#### Data entries

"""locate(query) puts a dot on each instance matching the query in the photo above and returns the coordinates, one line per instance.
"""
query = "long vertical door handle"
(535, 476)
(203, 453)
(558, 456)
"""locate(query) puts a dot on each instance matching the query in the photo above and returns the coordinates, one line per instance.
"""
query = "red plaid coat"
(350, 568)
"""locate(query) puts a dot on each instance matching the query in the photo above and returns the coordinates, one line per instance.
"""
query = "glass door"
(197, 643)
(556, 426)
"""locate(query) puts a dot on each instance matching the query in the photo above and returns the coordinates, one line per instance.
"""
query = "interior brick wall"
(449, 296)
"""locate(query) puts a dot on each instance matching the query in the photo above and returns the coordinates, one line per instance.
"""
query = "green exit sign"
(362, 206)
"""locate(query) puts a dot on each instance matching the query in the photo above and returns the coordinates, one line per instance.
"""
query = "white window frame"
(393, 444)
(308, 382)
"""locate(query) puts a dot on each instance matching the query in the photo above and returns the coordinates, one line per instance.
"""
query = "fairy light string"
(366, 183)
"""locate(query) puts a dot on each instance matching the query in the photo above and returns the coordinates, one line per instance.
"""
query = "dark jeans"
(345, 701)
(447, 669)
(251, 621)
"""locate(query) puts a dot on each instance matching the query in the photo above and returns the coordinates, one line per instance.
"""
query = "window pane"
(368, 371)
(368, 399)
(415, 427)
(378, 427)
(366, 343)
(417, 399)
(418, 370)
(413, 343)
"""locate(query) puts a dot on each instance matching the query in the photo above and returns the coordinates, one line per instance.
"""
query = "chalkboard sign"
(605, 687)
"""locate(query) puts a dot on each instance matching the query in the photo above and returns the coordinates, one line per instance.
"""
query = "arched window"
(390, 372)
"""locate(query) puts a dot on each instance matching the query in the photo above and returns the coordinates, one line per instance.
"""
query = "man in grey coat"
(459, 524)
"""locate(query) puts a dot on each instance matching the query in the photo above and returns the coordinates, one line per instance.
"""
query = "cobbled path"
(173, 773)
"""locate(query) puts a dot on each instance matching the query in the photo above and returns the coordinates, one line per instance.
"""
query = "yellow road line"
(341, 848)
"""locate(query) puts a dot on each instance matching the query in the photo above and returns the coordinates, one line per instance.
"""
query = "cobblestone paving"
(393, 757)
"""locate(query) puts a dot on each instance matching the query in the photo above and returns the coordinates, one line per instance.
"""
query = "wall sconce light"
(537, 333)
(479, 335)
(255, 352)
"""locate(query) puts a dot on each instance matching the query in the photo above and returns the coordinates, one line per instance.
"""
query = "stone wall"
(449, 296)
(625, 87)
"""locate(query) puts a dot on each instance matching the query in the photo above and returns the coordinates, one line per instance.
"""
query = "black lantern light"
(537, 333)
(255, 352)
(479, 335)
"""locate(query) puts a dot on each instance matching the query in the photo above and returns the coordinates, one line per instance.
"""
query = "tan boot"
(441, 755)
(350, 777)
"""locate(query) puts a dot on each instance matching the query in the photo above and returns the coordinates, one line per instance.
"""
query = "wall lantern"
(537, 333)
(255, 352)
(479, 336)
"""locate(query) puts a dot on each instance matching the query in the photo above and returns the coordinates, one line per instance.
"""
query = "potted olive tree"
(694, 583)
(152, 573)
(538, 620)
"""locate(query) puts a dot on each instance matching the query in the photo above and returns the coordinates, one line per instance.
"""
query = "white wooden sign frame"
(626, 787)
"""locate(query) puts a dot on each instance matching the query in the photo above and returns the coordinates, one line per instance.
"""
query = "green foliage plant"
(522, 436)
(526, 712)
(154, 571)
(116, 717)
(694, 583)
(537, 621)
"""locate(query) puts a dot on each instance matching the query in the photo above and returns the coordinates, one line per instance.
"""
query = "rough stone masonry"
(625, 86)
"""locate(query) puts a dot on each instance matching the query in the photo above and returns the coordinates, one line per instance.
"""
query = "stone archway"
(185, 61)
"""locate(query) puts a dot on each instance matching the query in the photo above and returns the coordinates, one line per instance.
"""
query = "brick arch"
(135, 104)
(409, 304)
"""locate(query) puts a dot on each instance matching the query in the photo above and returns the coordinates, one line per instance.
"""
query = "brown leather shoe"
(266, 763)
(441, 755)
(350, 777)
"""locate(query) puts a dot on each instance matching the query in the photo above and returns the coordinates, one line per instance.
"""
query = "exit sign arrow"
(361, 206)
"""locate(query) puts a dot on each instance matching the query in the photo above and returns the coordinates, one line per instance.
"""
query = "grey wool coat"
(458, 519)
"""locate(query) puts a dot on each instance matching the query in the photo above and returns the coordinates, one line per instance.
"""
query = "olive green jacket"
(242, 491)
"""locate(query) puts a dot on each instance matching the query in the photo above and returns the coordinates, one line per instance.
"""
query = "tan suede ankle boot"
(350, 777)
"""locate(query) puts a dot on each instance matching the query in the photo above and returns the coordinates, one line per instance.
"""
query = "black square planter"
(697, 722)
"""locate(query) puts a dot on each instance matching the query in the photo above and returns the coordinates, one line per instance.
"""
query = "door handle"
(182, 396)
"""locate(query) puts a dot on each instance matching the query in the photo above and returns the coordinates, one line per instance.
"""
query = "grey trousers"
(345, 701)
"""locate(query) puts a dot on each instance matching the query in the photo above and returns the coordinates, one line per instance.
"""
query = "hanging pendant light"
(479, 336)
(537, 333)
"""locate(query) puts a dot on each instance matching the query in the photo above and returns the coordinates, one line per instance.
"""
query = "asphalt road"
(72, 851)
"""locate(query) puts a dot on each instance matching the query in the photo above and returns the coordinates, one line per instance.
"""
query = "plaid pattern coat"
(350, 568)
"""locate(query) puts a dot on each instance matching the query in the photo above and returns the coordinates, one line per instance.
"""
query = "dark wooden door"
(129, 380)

########

Write out every entry word for word.

"""locate(query) puts a dot on each instance matching the query in the photo above and returns the coordinates, one line per instance.
"""
query = "long vertical door handle"
(535, 476)
(203, 453)
(558, 456)
"""locate(query) puts a dot on each instance matching the query in the photo above and returns the coordinates, one line per instance.
"""
query = "red plaid coat"
(350, 568)
"""locate(query) puts a dot on each instance matching the query in the photo above and returns the coordinates, one line per instance.
"""
query = "glass door"
(197, 643)
(556, 426)
"""locate(query) puts a dot on each instance matching the query in the photo above and returns the coordinates, one line per instance.
"""
query = "interior brick wall"
(449, 296)
"""locate(query) puts a dot on each instance matching the query in the photo above and returns the coordinates, one line per instance.
"""
query = "green exit sign"
(362, 206)
"""locate(query) puts a dot on each instance matching the query in the photo above and returns the coordinates, one line per instance.
"""
query = "white window frame"
(393, 444)
(308, 382)
"""locate(query) puts a dot on each instance matching the query in the photo above and returns the coordinates, one line per instance.
"""
query = "fairy light string"
(366, 183)
"""locate(query) puts a dot on each instance matching the query in the photo above and returns the coordinates, one line per instance.
"""
query = "dark jeans"
(345, 701)
(447, 669)
(251, 621)
"""locate(query) puts a dot on each instance matching the query in the photo above and returns the coordinates, one line per instance.
"""
query = "window pane"
(368, 371)
(368, 399)
(415, 427)
(378, 427)
(366, 343)
(417, 399)
(418, 370)
(413, 343)
"""locate(query) puts a dot on each instance matching the query in the photo above and returns the coordinates, one line per instance.
"""
query = "chalkboard sign"
(605, 687)
"""locate(query) puts a dot on each instance matching the query in the photo above and returns the coordinates, one line per instance.
"""
query = "arched window"
(390, 372)
"""locate(query) puts a dot on each instance matching the query in the photo above and returns the coordinates, one line per instance.
"""
query = "man in grey coat"
(459, 524)
"""locate(query) puts a dot on each instance matching the query in the photo above and returns the coordinates, one line per instance.
"""
query = "cobbled path"
(173, 773)
"""locate(query) puts a dot on each instance matching the query in the photo above and returns the coordinates, one line per instance.
"""
query = "yellow road line"
(341, 848)
"""locate(query) puts a dot on each instance matching the query in the photo above and returns the coordinates, one line per instance.
"""
query = "cobblestone paving"
(393, 757)
"""locate(query) puts a dot on each instance matching the query in the photo above and returns the coordinates, one line per instance.
"""
query = "wall sconce light"
(537, 333)
(479, 335)
(255, 352)
"""locate(query) puts a dot on each instance matching the query in the photo above and returns the coordinates, one line per instance.
"""
query = "stone wall"
(449, 296)
(625, 87)
"""locate(query) puts a dot on each instance matching the query in the photo above and returns the coordinates, one line per instance.
"""
query = "black lantern light"
(537, 333)
(255, 352)
(479, 335)
"""locate(query) puts a dot on each instance matching the query in the photo above and returns the coordinates, one line per instance.
"""
query = "tan boot"
(441, 755)
(350, 777)
"""locate(query) puts a dot on each instance matching the query in the photo above and returns the coordinates, one line per instance.
"""
query = "wall lantern"
(537, 333)
(255, 352)
(479, 336)
"""locate(query) puts a dot on each instance matching the query in the photo above and returns the coordinates, one line per instance.
"""
query = "potted olive tree"
(694, 583)
(152, 573)
(538, 620)
"""locate(query) puts a dot on each instance matching the query in the photo above and returns the coordinates, one line per instance.
"""
query = "white wooden sign frame"
(626, 787)
"""locate(query) puts a dot on each instance matching the query in the photo above and returns the coordinates, one line per instance.
"""
query = "green foliage plant"
(522, 436)
(526, 712)
(154, 571)
(116, 717)
(694, 583)
(537, 621)
"""locate(query) puts a dot on each instance matching the query in the photo above and returns the coordinates, one line per instance.
"""
query = "rough stone masonry"
(625, 86)
"""locate(query) puts a dot on each instance matching the query in the photo above and returns the coordinates, one line per instance.
"""
query = "stone archway"
(185, 61)
"""locate(query) puts a dot on each instance matching the query in the photo above and returns the coordinates, one line per instance.
"""
query = "brick arch"
(135, 104)
(409, 304)
"""locate(query) puts a dot on each instance matching the query in the photo above and returns the coordinates, one line per instance.
"""
query = "brown leather shoe"
(266, 763)
(441, 755)
(350, 777)
"""locate(query) puts a dot on each instance matching the query in the photo above and returns the coordinates, one line per instance.
"""
query = "exit sign arrow"
(361, 206)
"""locate(query) puts a dot on each instance matching the query in the photo above and returns the coordinates, one line per instance.
"""
query = "grey wool coat"
(458, 519)
"""locate(query) puts a dot on each instance matching the query in the photo above and returns the coordinates, one line per instance.
"""
query = "olive green jacket"
(242, 491)
"""locate(query) puts a dot on each instance matching the query in the photo above and returns the coordinates, one line per instance.
"""
query = "tan suede ankle boot"
(350, 777)
"""locate(query) puts a dot on each instance matching the query in the photo above and returns the coordinates, one line per instance.
"""
query = "black square planter"
(697, 722)
"""locate(query) puts a dot on each instance matching the query in the photo above and returns the coordinates, one line per instance.
"""
query = "door handle"
(182, 396)
"""locate(query) puts a dot on each instance matching the query in the photo above and returns the coordinates, one line per instance.
"""
query = "grey trousers"
(345, 701)
"""locate(query) puts a dot on each instance matching the query in the photo above and returns the coordinates, one line per instance.
"""
query = "hanging pendant light"
(479, 336)
(537, 333)
"""locate(query) puts a dot on each instance matching the query in the photo above and returns the coordinates, one line per instance.
"""
query = "asphalt road"
(72, 851)
"""locate(query) puts a dot on each instance matching the query in the photo above and returns the coordinates, one line per instance.
"""
query = "plaid pattern coat"
(350, 568)
"""locate(query) puts a dot on each instance matching the query in the photo above and returns the coordinates, one line per instance.
"""
query = "dark wooden door"
(129, 380)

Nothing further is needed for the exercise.